* Begin Document segment *

Kan. Moline Plow Co. v. Sherman

Citation41 P. 623,1895 OK 74,3 Okla. 204
PartiesTHE KANSAS MOLINE PLOW COMPANY v. G. W. SHERMAN.
Decision Date07 September 1895
CourtSupreme Court of Oklahoma

Error from the District Court of Oklahoma County.

Syllabus

¶0 FRAUDULENT CONVEYANCE -- Notice. Where a transfer of property is made for the purpose, or with the intent, on the part of the person making such transfer, to hinder and delay creditors, it is fraudulent and void; and the conveyance is fraudulent and void also, as to the transferee, if, at the time, or before the making, of the transfer, the transferee had notice of such facts and circumstances as would arouse the suspicion of an ordinarily prudent man and cause him to make inquiry as to the purpose for which such transfer is being made, which would disclose the fraudulent intent of the maker; and it is not necessary, in order to defeat such a transfer to show that the transferee had actual notice of, or was a participant in, the fraud of the maker of the transfer. The former holding of this court on this question in the case of Chandler v. Colcord, 1 Okla. 260, is overruled.

* End Document segment *

Please continue the Kansas Moline Plow Co. v. Sherman court opinion from the point after its syllabus paragraph that overrules Chandler v. Colcord.

* Begin Data extract *

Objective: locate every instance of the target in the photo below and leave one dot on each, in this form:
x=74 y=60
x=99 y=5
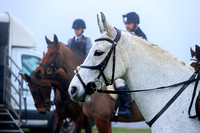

* End Data extract *

* [Exercise response]:
Selwyn Douglass, for plaintiff in error.

Amos Green & Son, for defendant in error.

BIREER, J.:

¶1 The Kansas Moline Plow company brought suit in the district court of Oklahoma county on the 11th day of September, 1893, against J. R. Sherman, to recover the sum of $ 1,821.76, in which amount the plaintiff claimed J. R. Sherman was indebted to it upon certain promissory notes and an open account for goods, wares and merchandise sold and delivered to J. R. Sherman. The next day, an order of attachment was issued in the case and the property in controversy levied upon. G. W. Sherman, by leave of court, interplead in the cause, claiming that he was the owner of the goods attached by virtue of a purchase made from J. R. Sherman on the 6th day of September, 1893. Upon issues being formed upon this interplea, a trial was had before the court and a jury, and a verdict and judgment given and rendered for the interpleader, G. W. Sherman, for the value of the property, and damages, from which the plaintiff appeals.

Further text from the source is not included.